— BEGIN Selected extract —
ATLANTA — You’d think the craziest moment of the Atlanta Braves’ 3-1 victory over Washington on Wednesday night was pitcher Derek Lowe launching the first homer of his 15-year major league career at the tender age of 38.
But Lowe knew something about himself that could top that.
“That’s the first homer of my life,” he said of his solo shot off John Lannan. “In 38 years on this planet that’s the first home run I’ve ever hit over the fence. I rolled a couple out there in little league. But I’ve never, ever hit one out until tonight.”
It does defy logic. Especially when you consider that Lowe stands 6-6 and weighs 230.
Or as teammate Chipper Jones — who swatted his 450th out the inning before Lowe — said: “That’s just crazy. I’ve seen D-Lowe hit two or three out during batting practice lots of times. Playing as much as he has in the National League [seven seasons], you’d have thought he’d hit several out before now.”
Chipper then paused and grinned, “Of course, the pitch kind of ended up where he swung, too, if you know what I mean.”
What it means for the record books is that Lowe becomes the third oldest player in major league history to hit his first home run after turning 38. Only Randy Johnson (40 years and nine days in 2003) and Preacher Roe (38 years and 132 days in 1953) are older than Lowe’s 38 years and 92 days.
“Excuse me, I’ve got to check my 27 voice mails now,” chuckled Lowe as he hammed it up with the media. “Oh, I’ve got 18 texts. Do I even know 18 people?”
— END Selected extract —
— BEGIN Data section —
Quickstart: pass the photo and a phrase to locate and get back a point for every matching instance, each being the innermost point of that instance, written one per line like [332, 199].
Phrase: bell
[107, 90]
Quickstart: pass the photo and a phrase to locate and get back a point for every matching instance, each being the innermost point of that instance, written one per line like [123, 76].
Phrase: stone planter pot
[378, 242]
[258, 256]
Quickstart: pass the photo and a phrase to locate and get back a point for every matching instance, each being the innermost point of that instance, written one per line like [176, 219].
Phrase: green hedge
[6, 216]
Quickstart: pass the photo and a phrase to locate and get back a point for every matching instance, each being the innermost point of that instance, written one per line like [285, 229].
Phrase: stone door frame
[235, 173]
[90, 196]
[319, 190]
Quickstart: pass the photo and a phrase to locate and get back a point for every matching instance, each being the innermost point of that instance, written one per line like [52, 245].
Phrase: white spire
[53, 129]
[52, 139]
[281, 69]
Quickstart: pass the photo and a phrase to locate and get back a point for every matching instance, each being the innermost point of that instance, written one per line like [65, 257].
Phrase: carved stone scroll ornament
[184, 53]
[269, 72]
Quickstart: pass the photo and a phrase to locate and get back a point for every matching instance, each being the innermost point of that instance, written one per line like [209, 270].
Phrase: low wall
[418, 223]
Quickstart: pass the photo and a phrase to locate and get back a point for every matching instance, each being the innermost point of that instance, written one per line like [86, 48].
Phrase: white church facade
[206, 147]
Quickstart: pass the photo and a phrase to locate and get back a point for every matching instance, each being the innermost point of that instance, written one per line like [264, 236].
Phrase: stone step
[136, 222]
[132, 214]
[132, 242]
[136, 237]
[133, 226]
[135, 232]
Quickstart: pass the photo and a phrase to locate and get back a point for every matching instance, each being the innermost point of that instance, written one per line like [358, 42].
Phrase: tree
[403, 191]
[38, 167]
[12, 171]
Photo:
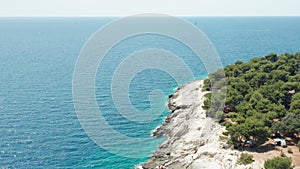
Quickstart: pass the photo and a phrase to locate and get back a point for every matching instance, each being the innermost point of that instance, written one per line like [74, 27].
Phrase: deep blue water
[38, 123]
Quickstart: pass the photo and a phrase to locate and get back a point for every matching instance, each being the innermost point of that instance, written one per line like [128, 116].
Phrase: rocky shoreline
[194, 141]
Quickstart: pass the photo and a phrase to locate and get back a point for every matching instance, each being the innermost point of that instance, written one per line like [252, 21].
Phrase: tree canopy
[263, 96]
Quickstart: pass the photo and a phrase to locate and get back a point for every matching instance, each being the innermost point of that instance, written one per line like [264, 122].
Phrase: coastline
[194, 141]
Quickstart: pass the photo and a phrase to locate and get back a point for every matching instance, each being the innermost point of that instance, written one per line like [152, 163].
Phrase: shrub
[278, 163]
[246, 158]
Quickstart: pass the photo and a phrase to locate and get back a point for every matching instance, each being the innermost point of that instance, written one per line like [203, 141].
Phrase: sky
— END Data section —
## Tasks and exercises:
1. Reproduce the part of the Derek Lowe home run article that starts at the words "ATLANTA — You’d" and ends after "and weighs 230.".
2. Pick up the Derek Lowe home run article after its last sentence and keep writing.
The entries have nothing to do with what comes next.

## Results in order:
1.
ATLANTA — You’d think the craziest moment of the Atlanta Braves’ 3-1 victory over Washington on Wednesday night was pitcher Derek Lowe launching the first homer of his 15-year major league career at the tender age of 38.
But Lowe knew something about himself that could top that.
“That’s the first homer of my life,” he said of his solo shot off John Lannan. “In 38 years on this planet that’s the first home run I’ve ever hit over the fence. I rolled a couple out there in little league. But I’ve never, ever hit one out until tonight.”
It does defy logic. Especially when you consider that Lowe stands 6-6 and weighs 230.

2.
There were 20,687 people inside Turner Field to watch the Braves win their 80th game of the season against 55 losses, and it could be argued that with the exception of the 10-4 win over the Chicago Cubs on Aug. 12 — the night they retired Bobby Cox’s No. 6 jersey — this was arguably the most entertaining victory of the year.
Especially since it ended just two hours and 12 minutes after it began, a figure always appreciated on a school night.
But it really was so much more than that. Always popular Matt Diaz drew the biggest cheers of the evening except for Chipper, the Big Peach thrilled to have him return for the remainder of the season after the Braves traded a player to be named later to the Pittsburgh Pirates for him.
“The Braves told me if I could get here by game-time I could play,” said Diaz, who started in right field and collected two hits. “So I hustled my [behind] and got here. It’s weird. I walked through the tunnel to the field before the game and it was like I’d never left.”
If Diaz can repeat the .305 batting average he turned in during his five-year stint between 2006 and 2010, Atlanta may never let him leave again.
“Matt’s a nice piece to have,” said manager Fredi Gonzalez. “A good teammate. A pro’s pro. He got two hits tonight, which is exactly what we hoped he could give us.”
Finally, there was rookie closer Craig Kimbrel, who moved himself into the Major League Baseball record books by becoming the first rookie to rack up 41 saves in the regular season.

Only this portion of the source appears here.